At last the plunge was made. She took a place where there were two young servants and the mistress personally did a good deal of the work. Jane cried a great deal when she left the Lodge; according to every rule and precedent.

"I regularly broke down when I said goodbye. Mrs. Binney cried too she told me she was as sorry to part with me as I was to part with her and she gave me such good advice and I hope to be able with God's help to keep up with it."

But she did not keep up with it long. Very soon the following letter arrived: "I am so sorry to tell you that I have not got a good place I am greatly deceived, the Mistress is not a good woman and makes use of bad words. Mother says I am not to stay. The Mistress all the time I was sitting outside and cleaning the windows shouted at me and kept insulting me and saying such lots of things and said I was no use whatever in the house therefore I said that I should leave at the end of my month, when I had given her notice she was worse towards me and I did have such hard work not to answer her back. She is a wicked woman and told me she would tell such dreadful things to you about me which were not true but she said that you would believe a lady before you would believe a paid servant. I have done my very best to please my mistress therefore I could not do any more could I?"

Inquiry produced the result that though undoubtedly the mistress had lost her temper, and said she had, yet Jane had been far from faultless; had been careless, forgetful, unpunctual, and very rude in a mild and aggravating manner. Moreover she had been rhodomontading to the other girls on her mistress's wickedness, which she had painted in melodramatic colours, and she had even hinted that she drank.

Also it now came out that Jane while at the Lodge had been constantly rude and mildly insubordinate to one of the under-matrons, who, out of mistaken kindness, had kept the fact to herself.

A short letter to Jane while inquiries were pending produced the following reply which confirmed the unfavourable view of her conduct:

"I do hope you will not be angry with me but it is quite impossible to stay here, and if you knew the real facts I think you would be the very last to wish me to stay. Mistress has been unbearable towards me and says that I shall not have a moment's peace while I am in her house. [Hardly likely, this!] I think sometimes she can hardly be in her sober senses for she goes about the house using bad language in such an excited manner. I will try to stay the month but it so upsets me I can hardly eat my food. It grieves me to write these things but I think it best you should know."

Two days after this came a letter from the Home:

"Jane has come back here from her place. Yesterday her mistress called to say that she was so very trying she could stand her no longer. Mrs. Binney says she is not surprised."
★ ★ ★
### WHAT YOU NEED TO DO
**A.** Reproduce verbatim the section of the passage about Jane starting with "Inquiry produced the" and going on through "that she drank.".
**B.** In the passage about Jane, the inquiry states that she "had been far from faultless." List each shortcoming named directly after those words.

### COLLECTED DATA
★ ★ ★
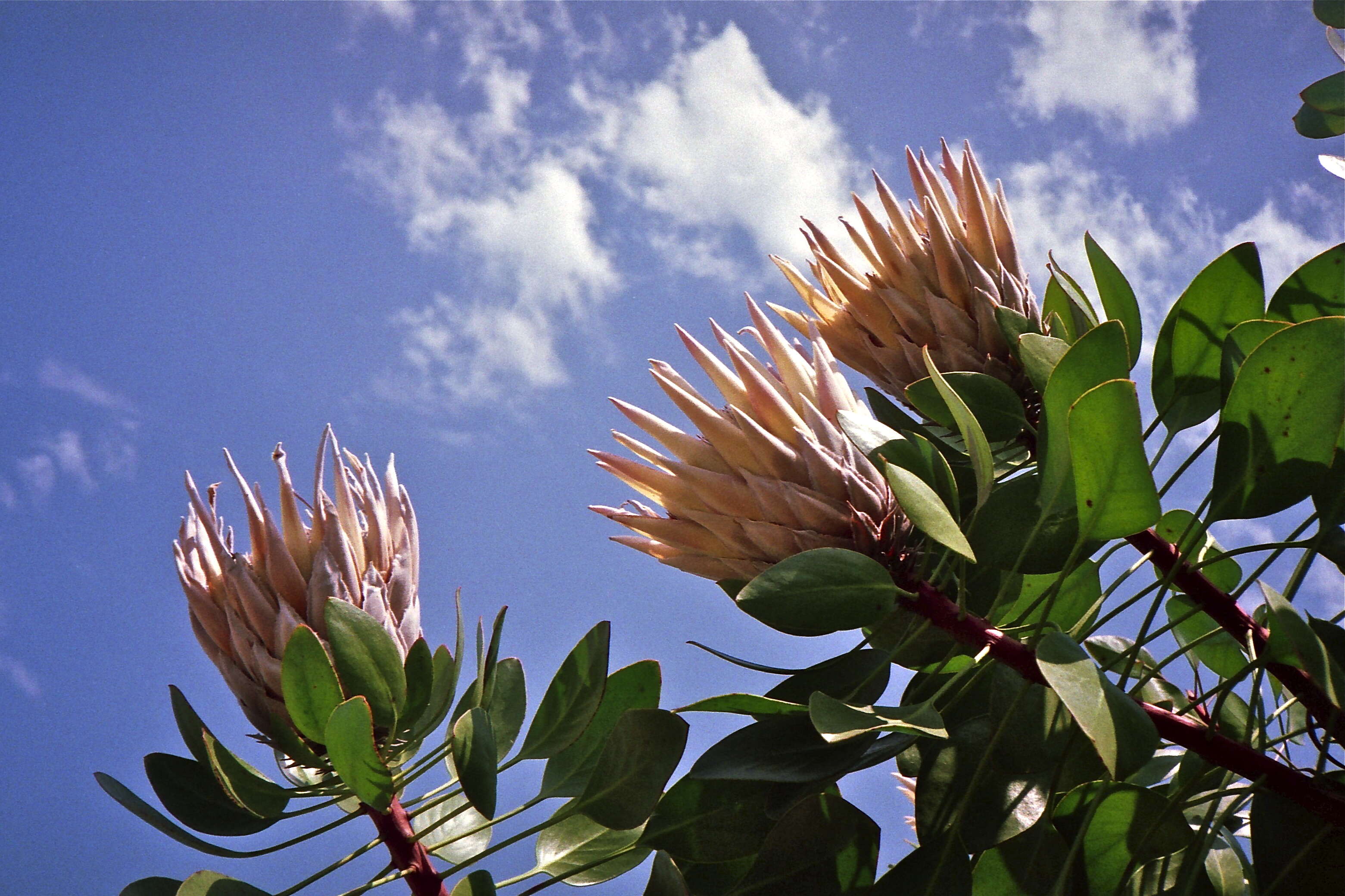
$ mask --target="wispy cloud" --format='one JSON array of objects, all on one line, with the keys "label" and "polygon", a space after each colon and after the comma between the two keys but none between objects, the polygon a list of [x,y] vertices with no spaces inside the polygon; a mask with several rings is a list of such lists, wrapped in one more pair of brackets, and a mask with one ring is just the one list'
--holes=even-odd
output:
[{"label": "wispy cloud", "polygon": [[[1228,220],[1184,187],[1158,201],[1142,199],[1123,179],[1095,168],[1083,146],[1010,165],[1005,189],[1038,293],[1048,251],[1065,270],[1087,277],[1083,234],[1089,230],[1130,278],[1151,320],[1161,320],[1204,265],[1240,242],[1258,244],[1266,285],[1274,289],[1341,236],[1338,219],[1322,218],[1323,230],[1311,232],[1274,199],[1243,220]],[[1293,192],[1290,203],[1325,199],[1306,185]]]},{"label": "wispy cloud", "polygon": [[62,481],[93,492],[101,480],[134,473],[139,414],[129,399],[58,359],[47,359],[32,380],[5,380],[8,388],[28,384],[77,402],[43,402],[34,419],[11,420],[28,429],[30,441],[27,449],[0,459],[0,508],[42,505]]},{"label": "wispy cloud", "polygon": [[1013,51],[1011,95],[1038,118],[1092,116],[1135,142],[1194,118],[1194,3],[1033,3]]}]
★ ★ ★
### FULL ANSWERS
**A.**
Inquiry produced the result that though undoubtedly the mistress had lost her temper, and said she had, yet Jane had been far from faultless; had been careless, forgetful, unpunctual, and very rude in a mild and aggravating manner. Moreover she had been rhodomontading to the other girls on her mistress's wickedness, which she had painted in melodramatic colours, and she had even hinted that she drank.

**B.**
- careless
- forgetful
- unpunctual
- very rude in a mild and aggravating manner